## Short problem A
Transcribe the passage of the mailing-list message below, starting with "I think what" and going on through "strong as 1900.".
#####
2007-03-18 Thread Don Dailey
Hi Sylvain,

I think what you are looking isn't a strong Anchor player, but
strong players who are always available.

However, I do want to upgrade the Anchor player too, perhaps putting
up 2 Anchors.  I will prepare a version of Lazarus - it will take a
few days.  I'm not sure what my goal rating is - I want it to play
as strong as possible but still capable of being set up to run on
modest computing systems.   So I will have to experiment.  I think
it will easily be at least 1800 - perhaps as strong as 1900.   

You will of course need opponents who are as strong as possible in
order to get accurate ratings.  Unfortunately, you seem to have
a monopoly on the strong programs!   I haven't seen anything yet
get beyond 2100 or so except versions of Mogo - which go all the
way to well over 2400 assuming the ratings are relatively accurate.

However, I'm sure that strong programs will follow.

Meanwhile,  Lazarus will be on and off - I'll try to keep it mostly
on.   I think there are at least 2 or 3 other programs in the same
range that are not playing.   Perhaps they will come back, perhaps
with improvements.

I think some of these programs are stronger than Lazarus, it's just
that they are running on less hardware.  Lazarus is running on a
core 2 duo 6700 and it benefits from thinking on the opponents time.
Some of these other programs are running on much slower pentiums and
still approaching similar levels (without pondering.)  Yes, all that
stuff helps.  

- Don


On Sun, 2007-03-18 at 15:10 +0100, Sylvain Gelly wrote:
> 2007/3/18, Don Dailey <[EMAIL PROTECTED]>:
> > I'm not so sure we need to have a really strong Anchor.  The Anchor's
> > role is to prevent rating drift over the long term.
> You are right about this Anchor's role. However, to be able to
> accurately rate players, there is a need of opponents not too far from
> their strength. Of course there are already quite a lot of players on
> cgos, but they are not always connected, it is why I suggested the add
> of an strong "anchor" (maybe here the name is badly chosen), always
> connected.
> 
> 
> > I could also put together a fixed version of Lazarus.  Not the
> > 2100 strength version but a version playing at a fixed level
> > that would play the same strength on any computer.   I could
> > not run it on the server and I could not run it all the time
> > from my home, but me might let 2 or 3 people run clones as
> > Anchors.
> 
> I think it would not too difficult to find volunteers to run it. For
> the next few months, I am sure I can find some computer with some CPU
> time for that.
> 
> Sylvain
> 
> 
> >
> > - Don
> >
> >
> > On Sun, 2007-03-18 at 13:09 +0100, Sylvain Gelly wrote:
> > > Hello Don, Nick, Magnus,
> > >
> > > I here answer the 3 previous emails.
> > >
> > >
> > > 2007/3/18, Don Dailey <[EMAIL PROTECTED]>:
> > > > Another possible candidate is Mogo, running at 3K play-outs, like the
> > > > version running on CGOS right now.
#####
## Short problem B
How many lines of the listing below contain the string "shopping"? Give only the number.

## Record excerpts
#####
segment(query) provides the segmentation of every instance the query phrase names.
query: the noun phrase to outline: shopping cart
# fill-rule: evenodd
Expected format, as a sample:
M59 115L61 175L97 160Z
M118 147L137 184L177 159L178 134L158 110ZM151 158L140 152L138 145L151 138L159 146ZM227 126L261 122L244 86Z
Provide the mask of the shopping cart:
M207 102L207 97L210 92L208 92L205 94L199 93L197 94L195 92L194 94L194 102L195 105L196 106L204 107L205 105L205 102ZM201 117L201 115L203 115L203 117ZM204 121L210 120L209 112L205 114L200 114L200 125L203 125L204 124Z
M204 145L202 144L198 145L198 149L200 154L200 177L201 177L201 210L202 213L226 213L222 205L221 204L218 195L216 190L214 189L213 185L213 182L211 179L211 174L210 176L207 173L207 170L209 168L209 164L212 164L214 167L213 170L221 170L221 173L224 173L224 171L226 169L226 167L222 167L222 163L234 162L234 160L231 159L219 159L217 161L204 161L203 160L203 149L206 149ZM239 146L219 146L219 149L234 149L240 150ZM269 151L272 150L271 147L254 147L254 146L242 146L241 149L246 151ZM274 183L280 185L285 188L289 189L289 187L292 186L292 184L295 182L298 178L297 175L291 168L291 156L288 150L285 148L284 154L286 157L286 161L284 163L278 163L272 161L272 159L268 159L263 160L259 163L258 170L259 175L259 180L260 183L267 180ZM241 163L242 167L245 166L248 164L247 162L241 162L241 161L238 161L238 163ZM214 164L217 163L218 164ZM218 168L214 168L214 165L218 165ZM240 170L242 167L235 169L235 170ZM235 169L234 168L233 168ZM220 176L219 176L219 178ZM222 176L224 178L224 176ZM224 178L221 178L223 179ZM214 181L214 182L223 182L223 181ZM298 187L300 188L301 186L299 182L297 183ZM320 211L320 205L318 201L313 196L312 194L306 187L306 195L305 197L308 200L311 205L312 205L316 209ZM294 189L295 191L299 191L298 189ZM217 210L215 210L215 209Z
#####
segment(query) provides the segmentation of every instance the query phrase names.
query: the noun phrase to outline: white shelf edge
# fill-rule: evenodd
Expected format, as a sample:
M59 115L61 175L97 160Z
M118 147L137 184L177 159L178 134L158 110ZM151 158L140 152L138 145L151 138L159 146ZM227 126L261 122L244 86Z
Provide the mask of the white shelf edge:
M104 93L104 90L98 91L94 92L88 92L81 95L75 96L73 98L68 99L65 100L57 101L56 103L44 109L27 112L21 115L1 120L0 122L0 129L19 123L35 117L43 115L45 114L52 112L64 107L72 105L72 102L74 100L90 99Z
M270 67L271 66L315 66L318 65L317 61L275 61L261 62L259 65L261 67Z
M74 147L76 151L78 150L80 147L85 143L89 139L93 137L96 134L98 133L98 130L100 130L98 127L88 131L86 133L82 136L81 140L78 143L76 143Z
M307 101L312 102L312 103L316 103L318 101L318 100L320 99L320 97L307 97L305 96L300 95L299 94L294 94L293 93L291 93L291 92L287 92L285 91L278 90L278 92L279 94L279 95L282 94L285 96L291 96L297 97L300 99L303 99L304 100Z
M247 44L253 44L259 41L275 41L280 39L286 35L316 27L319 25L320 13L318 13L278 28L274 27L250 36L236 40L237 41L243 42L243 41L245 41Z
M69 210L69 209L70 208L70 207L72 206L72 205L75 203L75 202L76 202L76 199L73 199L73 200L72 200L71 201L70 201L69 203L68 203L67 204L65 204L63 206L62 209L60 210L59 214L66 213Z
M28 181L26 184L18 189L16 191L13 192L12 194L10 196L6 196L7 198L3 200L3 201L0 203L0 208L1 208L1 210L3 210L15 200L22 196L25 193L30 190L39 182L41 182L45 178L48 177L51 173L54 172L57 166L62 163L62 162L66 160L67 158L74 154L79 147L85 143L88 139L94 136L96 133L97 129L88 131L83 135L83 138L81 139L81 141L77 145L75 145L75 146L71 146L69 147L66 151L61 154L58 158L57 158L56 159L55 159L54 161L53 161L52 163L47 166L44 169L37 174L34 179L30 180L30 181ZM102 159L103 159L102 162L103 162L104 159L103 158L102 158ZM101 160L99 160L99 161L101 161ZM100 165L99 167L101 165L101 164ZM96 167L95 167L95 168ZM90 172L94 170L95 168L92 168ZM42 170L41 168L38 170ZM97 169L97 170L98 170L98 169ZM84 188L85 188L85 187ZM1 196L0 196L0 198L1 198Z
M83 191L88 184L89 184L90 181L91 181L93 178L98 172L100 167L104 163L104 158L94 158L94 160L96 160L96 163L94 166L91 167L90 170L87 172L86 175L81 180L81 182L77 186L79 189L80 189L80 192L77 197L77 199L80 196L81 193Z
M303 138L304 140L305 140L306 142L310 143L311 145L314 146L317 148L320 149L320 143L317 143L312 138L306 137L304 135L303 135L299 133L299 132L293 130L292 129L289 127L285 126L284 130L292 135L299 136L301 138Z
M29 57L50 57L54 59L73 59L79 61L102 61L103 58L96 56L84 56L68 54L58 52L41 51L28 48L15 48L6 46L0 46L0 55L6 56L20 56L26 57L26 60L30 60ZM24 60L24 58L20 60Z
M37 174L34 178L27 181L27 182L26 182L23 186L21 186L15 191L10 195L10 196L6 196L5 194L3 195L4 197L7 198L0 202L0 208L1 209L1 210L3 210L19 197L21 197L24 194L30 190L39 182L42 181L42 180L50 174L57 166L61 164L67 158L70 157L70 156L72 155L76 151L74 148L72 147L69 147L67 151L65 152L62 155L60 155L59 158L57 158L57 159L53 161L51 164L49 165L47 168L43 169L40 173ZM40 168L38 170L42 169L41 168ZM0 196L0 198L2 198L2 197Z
#####
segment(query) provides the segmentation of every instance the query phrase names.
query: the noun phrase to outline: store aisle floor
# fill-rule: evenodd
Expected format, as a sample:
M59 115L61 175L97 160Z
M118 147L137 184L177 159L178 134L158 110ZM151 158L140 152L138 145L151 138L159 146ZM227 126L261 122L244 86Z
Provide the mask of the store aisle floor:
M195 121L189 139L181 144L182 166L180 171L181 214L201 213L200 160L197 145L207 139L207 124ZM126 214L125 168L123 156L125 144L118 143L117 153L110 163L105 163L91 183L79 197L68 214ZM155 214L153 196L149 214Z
#####
## Exercise solution A
I think what you are looking isn't a strong Anchor player, but
strong players who are always available.

However, I do want to upgrade the Anchor player too, perhaps putting
up 2 Anchors.  I will prepare a version of Lazarus - it will take a
few days.  I'm not sure what my goal rating is - I want it to play
as strong as possible but still capable of being set up to run on
modest computing systems.   So I will have to experiment.  I think
it will easily be at least 1800 - perhaps as strong as 1900.

## Exercise solution B
2